**WORK TO COMPLETE**
Transcribe the whole listing exactly.

**RECORD EXTRACTS**
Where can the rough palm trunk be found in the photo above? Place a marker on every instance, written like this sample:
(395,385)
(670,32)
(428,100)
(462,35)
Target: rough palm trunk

**EXERCISE ANSWER**
Where can the rough palm trunk be found in the photo above? Place a marker on every instance, written like this sample:
(395,385)
(670,32)
(428,100)
(462,35)
Target: rough palm trunk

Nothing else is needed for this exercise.